:: EXTRACTED TEXT ::

But Israel is in a highly unusual situation in the current global context; more places these days are like Luxembourg, places in which IL can and is increasingly governing behavior on the ground. So whatever the weakness of IL norms in the context of the Israeli-Palestinian conflicts, it doesn’t show IL to be a fantasy, just that (like all other legal regimes) it isn’t amenable to perfect application or enforcement.

http://opiniojuris.org/2006/09/05/rabkin-on-the-fantasy-world-of-international-law/

6 Responses

  1. I think one of the difficulties with new sovereigntists’ scholarhsip is that they fail to take a step back and contemplate the extent which everywhere would be ‘more like Luxembourg’ (except hopefully less tedious) if everyone submitted to international law. I think the example of Israel is a particularly germane one because, if you take a pure hypothetical, a terrorist organisation or paramilitary organisation that is engaging in battle of some kind with Israel does not have any guarantanee of compliance with international law on israel’s part. Indeed the use of torture, for example, by Israeli security services is hardly a secret. Thus there is no payoff for the belligerant from complying with international standards.

    The same was true of the IRA and UK, and when the ECtHR stepped in and laid out strict limits in terms of behaviour in interrogation etc… for UK security forces we slowly saw a softening of IRA attitudes and a move towards something more akin to compliancr (of course now the IRA complies more or less completely with the relevant int. law – the Belfast Agreement). I don’t contend that UK compliance with international legal standards was the only factor in this move (it absolutely wasn’t), but it could well have been a material factor. In fact former Council members of the IRA have been known to say that once the Brits started to treat them humanely they started to do the same in return. Reciprocity

    IL is a fantasy unless someone is willing to take the first step or take the initial risk. But once the initial capital is invested, the returns tends to be good. It’s the first step that’s the hardest

  2. Forgive the many many typos above….

  3. Fantasy, shmantasy. (I hope I got that right) Over the past few centuries or so many scholars have stated that international law is not really law, with varying degrees of theoretical support, yet here we are. I know of a great professor of international law who responded to this kind of claims by saying that whoever doubts that international law is really law should take a look at his checkbook – a rather brutally truthful answer if not in best taste. The ever-increasing relevance of int law cannot be denied, but what really gets me the most is when people compare an extremely sophisticated legal system, such as the US one, with the limited international one which to its merit and its detriment is actually trying to restrain the primordial prerogatives of sovereignty.

:::
:: RAW RECORDS ::

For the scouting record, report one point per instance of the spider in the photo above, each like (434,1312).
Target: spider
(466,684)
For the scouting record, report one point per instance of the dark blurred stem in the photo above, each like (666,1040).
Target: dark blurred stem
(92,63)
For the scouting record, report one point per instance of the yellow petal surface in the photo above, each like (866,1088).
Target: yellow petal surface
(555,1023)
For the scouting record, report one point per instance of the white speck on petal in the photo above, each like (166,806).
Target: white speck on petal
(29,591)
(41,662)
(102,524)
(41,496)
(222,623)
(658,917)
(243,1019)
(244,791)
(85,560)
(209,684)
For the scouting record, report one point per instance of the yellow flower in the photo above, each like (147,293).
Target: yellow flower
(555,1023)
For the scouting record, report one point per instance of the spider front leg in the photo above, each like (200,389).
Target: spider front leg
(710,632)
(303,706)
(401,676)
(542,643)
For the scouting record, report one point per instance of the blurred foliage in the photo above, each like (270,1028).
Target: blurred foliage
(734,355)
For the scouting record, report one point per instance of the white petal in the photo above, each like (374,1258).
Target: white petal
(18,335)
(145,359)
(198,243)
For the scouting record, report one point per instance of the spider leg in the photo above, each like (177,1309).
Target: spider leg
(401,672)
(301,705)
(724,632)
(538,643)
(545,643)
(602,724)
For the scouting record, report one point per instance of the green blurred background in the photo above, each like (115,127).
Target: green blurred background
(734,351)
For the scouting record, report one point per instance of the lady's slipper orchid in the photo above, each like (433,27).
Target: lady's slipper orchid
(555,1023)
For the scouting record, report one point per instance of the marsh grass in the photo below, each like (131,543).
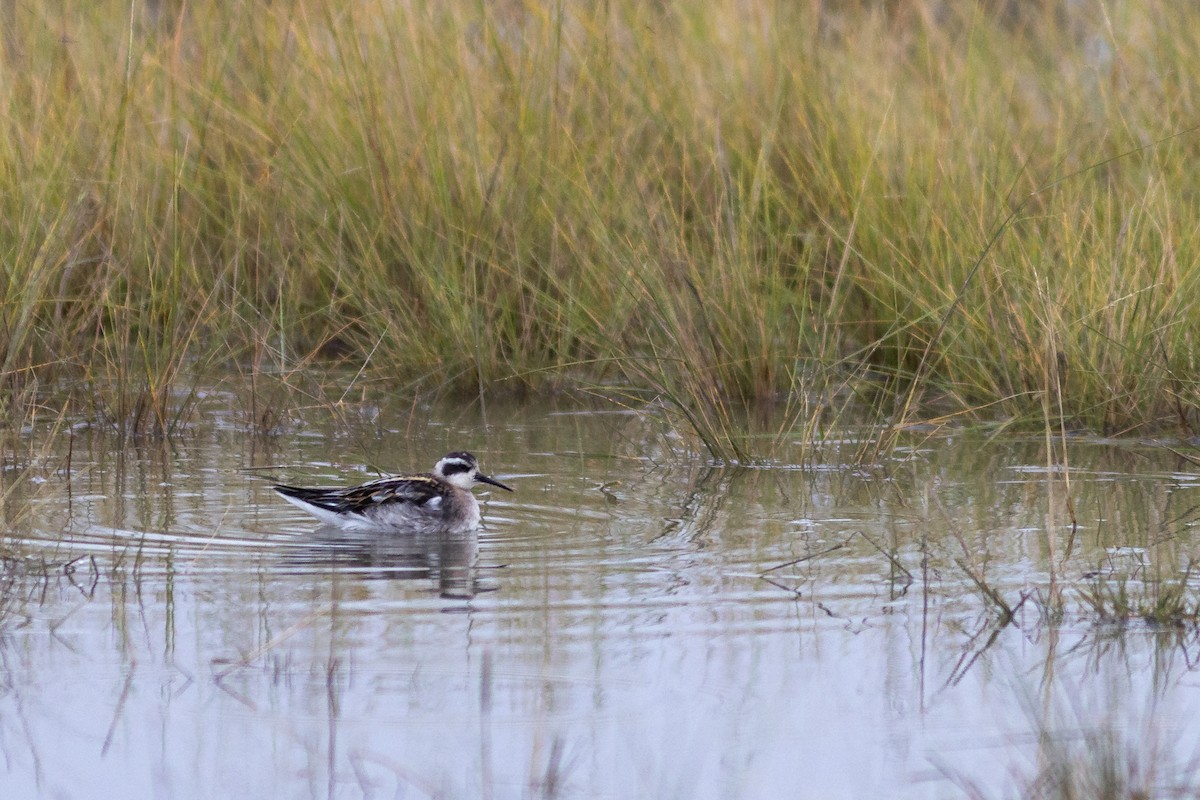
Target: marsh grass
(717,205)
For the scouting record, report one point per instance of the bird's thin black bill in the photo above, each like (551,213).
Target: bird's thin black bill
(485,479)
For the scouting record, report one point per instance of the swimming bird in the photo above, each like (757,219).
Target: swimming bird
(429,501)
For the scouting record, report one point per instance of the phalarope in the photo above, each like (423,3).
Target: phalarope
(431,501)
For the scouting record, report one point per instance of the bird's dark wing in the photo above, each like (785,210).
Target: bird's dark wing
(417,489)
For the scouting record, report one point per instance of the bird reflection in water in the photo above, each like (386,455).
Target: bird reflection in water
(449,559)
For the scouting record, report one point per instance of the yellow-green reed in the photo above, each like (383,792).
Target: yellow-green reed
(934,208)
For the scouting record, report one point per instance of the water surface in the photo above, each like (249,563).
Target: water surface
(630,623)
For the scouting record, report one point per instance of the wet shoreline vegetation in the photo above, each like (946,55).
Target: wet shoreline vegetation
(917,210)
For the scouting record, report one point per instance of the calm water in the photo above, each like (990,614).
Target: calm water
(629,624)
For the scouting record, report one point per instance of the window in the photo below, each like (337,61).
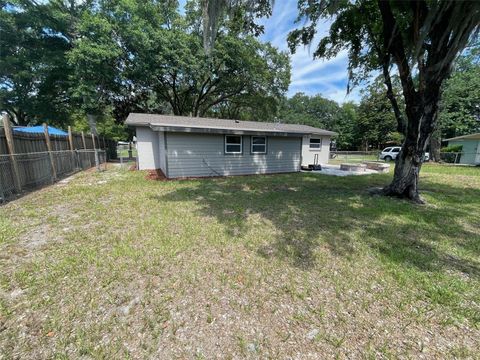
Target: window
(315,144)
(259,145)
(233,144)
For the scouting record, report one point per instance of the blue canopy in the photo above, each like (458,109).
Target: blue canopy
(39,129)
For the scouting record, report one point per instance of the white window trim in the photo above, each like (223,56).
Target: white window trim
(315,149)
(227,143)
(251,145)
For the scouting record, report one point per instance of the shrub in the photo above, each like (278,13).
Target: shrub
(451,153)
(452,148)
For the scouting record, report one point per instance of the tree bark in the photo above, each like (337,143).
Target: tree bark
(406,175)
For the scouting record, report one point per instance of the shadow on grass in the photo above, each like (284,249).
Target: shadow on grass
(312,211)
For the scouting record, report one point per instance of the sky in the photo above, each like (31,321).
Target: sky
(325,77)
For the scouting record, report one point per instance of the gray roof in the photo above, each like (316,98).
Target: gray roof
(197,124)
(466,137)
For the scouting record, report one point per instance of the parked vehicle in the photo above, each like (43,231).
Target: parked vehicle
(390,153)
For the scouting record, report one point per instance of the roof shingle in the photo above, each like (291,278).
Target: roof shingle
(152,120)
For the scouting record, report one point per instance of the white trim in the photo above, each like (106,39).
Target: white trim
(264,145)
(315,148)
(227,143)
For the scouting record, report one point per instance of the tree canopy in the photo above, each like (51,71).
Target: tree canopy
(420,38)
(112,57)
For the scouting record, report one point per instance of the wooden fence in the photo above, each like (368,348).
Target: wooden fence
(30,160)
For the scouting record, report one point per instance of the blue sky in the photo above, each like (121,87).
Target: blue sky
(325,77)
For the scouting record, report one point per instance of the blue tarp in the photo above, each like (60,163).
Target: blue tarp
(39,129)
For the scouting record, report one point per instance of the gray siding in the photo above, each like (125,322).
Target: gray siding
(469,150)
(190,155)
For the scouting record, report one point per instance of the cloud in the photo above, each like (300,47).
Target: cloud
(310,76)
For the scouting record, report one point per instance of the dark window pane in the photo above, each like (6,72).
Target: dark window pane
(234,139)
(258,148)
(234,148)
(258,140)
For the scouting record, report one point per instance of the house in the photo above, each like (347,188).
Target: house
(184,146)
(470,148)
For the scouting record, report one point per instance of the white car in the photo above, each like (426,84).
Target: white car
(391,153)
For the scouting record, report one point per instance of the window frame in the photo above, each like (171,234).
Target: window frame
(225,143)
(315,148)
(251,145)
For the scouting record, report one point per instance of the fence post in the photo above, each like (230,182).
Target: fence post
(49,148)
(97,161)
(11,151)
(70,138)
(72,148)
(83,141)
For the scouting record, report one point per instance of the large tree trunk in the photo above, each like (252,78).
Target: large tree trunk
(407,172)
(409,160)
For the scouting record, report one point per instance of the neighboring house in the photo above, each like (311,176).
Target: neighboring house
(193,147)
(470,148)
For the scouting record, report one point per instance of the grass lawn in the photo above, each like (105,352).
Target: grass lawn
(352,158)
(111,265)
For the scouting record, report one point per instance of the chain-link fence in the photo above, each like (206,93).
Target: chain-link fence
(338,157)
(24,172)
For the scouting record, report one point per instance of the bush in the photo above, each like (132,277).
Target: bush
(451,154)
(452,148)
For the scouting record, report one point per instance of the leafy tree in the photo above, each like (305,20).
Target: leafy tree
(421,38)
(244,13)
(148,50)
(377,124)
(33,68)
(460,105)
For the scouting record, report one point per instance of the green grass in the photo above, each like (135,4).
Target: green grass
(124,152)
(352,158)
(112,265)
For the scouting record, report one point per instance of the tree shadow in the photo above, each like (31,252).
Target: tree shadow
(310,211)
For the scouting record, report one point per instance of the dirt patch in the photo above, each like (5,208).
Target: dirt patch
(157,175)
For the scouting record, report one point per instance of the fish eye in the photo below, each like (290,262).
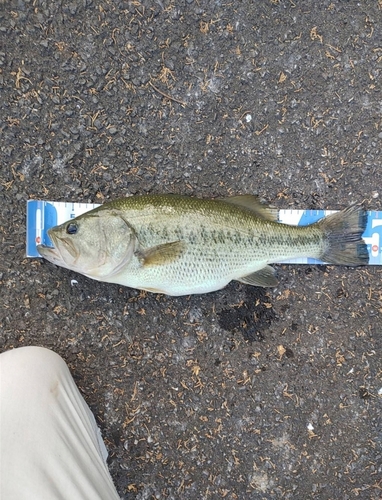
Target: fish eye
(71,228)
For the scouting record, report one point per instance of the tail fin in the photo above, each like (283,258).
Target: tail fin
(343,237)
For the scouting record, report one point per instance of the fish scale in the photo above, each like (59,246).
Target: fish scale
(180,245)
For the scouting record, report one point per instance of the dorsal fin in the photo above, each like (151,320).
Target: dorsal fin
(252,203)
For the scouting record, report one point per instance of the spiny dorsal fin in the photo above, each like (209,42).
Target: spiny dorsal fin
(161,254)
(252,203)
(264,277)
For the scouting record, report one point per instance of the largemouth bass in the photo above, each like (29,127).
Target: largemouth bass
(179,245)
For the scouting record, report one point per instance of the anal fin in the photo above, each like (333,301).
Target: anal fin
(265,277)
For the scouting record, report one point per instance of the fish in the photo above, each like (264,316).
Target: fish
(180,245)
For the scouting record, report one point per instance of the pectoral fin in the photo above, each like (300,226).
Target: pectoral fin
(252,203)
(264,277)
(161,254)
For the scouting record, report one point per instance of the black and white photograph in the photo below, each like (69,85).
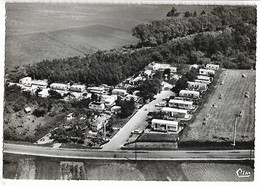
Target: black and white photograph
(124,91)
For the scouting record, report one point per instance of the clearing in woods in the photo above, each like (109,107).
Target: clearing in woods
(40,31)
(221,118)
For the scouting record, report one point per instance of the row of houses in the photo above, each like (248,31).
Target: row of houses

:::

* SET EXERCISE A:
In the passage on international law, what do former IRA Council members say they did once the British started treating them humanely?
* SET EXERCISE B:
Filter the records, keeping every line that contains the string "post". Matching is case-sensitive.
The passage on international law and the records have no connection to each other.

* WORKED SOLUTION A:
They started to treat the British humanely in return.

* WORKED SOLUTION B:
For the scouting record, report one point per instance of the fence post in the photo above, each like (230,182).
Target: fence post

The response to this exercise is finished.